Unprocessed entries
* Begin *
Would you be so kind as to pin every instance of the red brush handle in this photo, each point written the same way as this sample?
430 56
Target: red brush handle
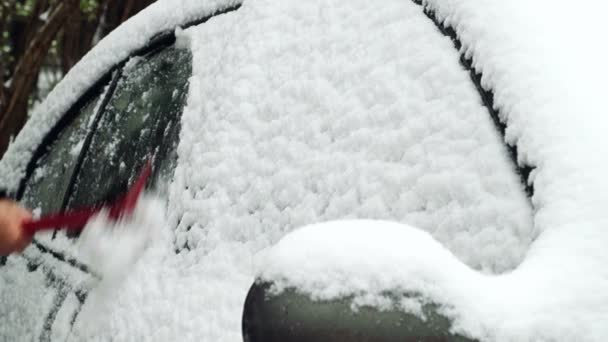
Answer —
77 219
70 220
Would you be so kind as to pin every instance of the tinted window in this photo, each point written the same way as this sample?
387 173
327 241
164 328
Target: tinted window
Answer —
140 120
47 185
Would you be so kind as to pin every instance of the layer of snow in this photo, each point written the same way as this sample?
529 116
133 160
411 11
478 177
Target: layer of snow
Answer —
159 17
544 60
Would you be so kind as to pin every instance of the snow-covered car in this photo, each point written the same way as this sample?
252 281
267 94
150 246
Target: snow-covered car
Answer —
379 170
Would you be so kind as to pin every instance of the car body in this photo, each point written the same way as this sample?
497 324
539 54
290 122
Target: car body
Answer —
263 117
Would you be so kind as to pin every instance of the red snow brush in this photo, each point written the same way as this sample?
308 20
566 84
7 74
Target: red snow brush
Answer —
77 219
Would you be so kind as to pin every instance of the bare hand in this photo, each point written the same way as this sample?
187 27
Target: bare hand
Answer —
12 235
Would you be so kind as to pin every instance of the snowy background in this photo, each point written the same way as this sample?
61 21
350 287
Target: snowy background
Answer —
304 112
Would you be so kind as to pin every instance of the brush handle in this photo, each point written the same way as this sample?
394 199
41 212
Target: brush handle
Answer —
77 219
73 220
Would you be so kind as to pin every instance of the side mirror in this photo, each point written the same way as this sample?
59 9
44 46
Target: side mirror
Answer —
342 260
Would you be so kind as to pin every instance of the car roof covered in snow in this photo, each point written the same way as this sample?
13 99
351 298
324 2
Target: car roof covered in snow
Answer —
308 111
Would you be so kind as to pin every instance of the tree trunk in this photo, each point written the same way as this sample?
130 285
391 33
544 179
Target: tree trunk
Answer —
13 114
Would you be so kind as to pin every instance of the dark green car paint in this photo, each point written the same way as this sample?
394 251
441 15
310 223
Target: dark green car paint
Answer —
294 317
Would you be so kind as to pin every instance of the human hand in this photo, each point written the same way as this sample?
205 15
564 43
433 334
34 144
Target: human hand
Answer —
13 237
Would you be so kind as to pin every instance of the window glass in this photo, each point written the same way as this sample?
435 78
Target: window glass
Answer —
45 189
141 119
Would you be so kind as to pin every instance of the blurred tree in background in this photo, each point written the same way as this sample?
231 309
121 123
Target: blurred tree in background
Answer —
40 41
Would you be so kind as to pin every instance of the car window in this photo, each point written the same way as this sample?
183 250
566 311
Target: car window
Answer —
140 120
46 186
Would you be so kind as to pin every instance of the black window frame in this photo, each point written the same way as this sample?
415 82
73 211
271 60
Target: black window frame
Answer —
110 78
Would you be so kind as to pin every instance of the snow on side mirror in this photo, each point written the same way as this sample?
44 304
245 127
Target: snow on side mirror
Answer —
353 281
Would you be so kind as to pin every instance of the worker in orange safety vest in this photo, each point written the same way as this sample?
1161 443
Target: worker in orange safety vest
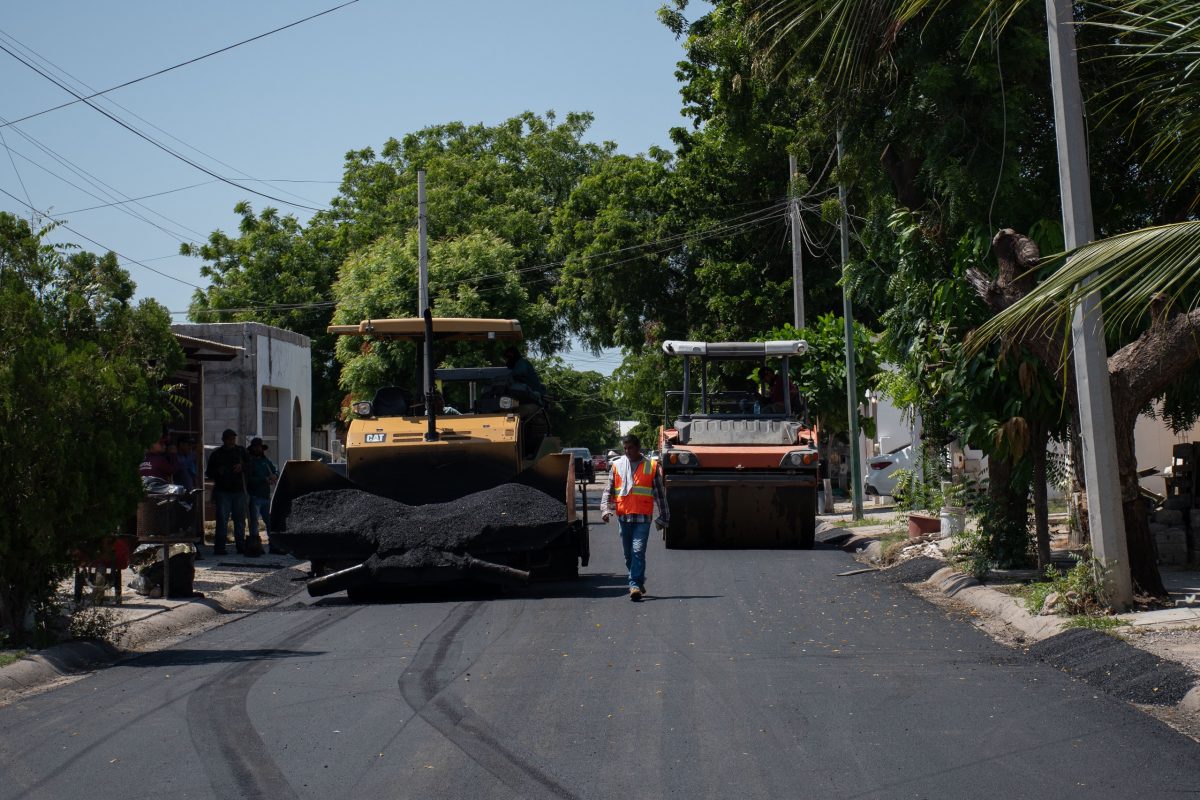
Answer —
* End *
_Objective:_ Can you reproduce every one of the entries above word for word, leaving out the pictures?

_Reply:_
Would you be so kind as to pin every instance of the red brush handle in this photo, each point written the same way as this sample?
430 56
Target: red brush handle
Answer —
77 219
70 220
Would you be so kind as to pin every instance of the tinted window in this photo, each point written the same way as this sample?
387 173
327 241
164 328
Target: tinted window
Answer —
140 120
47 185
Would you be so kind as to pin every instance of the layer of snow in this photo, each point written the same way as this sample?
529 116
133 160
411 11
478 177
Target: layer of snow
Answer —
159 17
544 60
Would you be so kind as to pin every instance of the snow-covered car in this photo, each point written the same way as this sample?
252 281
267 94
150 246
Target: snow-covered car
Answer —
379 170
Would you be so kind as to pin every instance of the car body in this photo, each point written the same way as this sample?
497 324
539 54
290 122
Target: car body
Answer —
263 117
Would you be so kind as to pin every instance of the red snow brush in this photo, each point written the same way as this sample?
308 20
566 84
7 74
Target: red snow brush
Answer —
77 219
Would you be so kind as to pin every instance of the bare hand in this photo, each point written the same way as this sample?
187 27
Target: bare hand
Answer —
12 235
Would you be so kind as to pin every instance of the snowy background in this photo, each point written the same way as this sample?
61 21
350 287
Target: snowy background
Answer —
304 112
Would you be so kind as to pin every instance of the brush handle in this photo, each point written the same way as this sample?
394 199
41 212
Target: brush handle
Answer —
77 219
73 220
Would you be so kind as to pin every instance of the side mirror in this photo, each point written the same way as this sample?
59 9
44 46
Target: side mirror
Answer —
342 260
Would you be so kind as to pin every instance of the car roof covered in snow in this photo, each point written the same way as this sample?
13 99
351 298
324 2
Target: car roof covered in snow
Answer —
308 111
Would you be so kind as to pin every instance of the tree trunk in this photo, each point written the same way as this sample?
130 285
391 33
544 179
Target: tree trunk
Answer —
13 114
Would you be so kind as to pin every instance of the dark green car paint in this photo, each point written the same way as this sample?
394 251
441 15
310 223
Target: dark green car paint
Answer —
294 317
Would you be so kind as to pin every instance of the human hand in this photo, each point written the same way as this sample?
205 15
564 43
433 334
34 144
Target: human hand
Answer —
13 237
Would you be so kind as to pin every instance of the window glass in this photo, each point written the same way as this sample?
435 78
Target: window glass
Answer —
45 189
141 119
Would you be so kind as to pin every instance of the blurred tree in background in this photo, each point written the same way as this sample?
231 309
121 123
Target: blurred tree in background
Answer —
40 41
Would you be so kind as to pin every instance of the car window in this photo, each point written the same way as this sample?
183 250
566 311
Target: car window
Answer —
140 120
46 186
Would you be so kind as to pin every instance of the black window frame in this photo, each point written the same way as this sample?
415 82
73 211
271 60
Target: black window frame
Answer —
110 78
Would you be so kind as to pin every instance of the snow on side mirror in this photo, each point written the same way as this sample?
44 304
245 127
Target: snow on side mirror
Answer —
353 281
Would you be so kind as to pin every instance of the worker in orange safety vest in this photo, each point written the same way as this sample?
1161 443
Target: worker in orange safety vest
Answer —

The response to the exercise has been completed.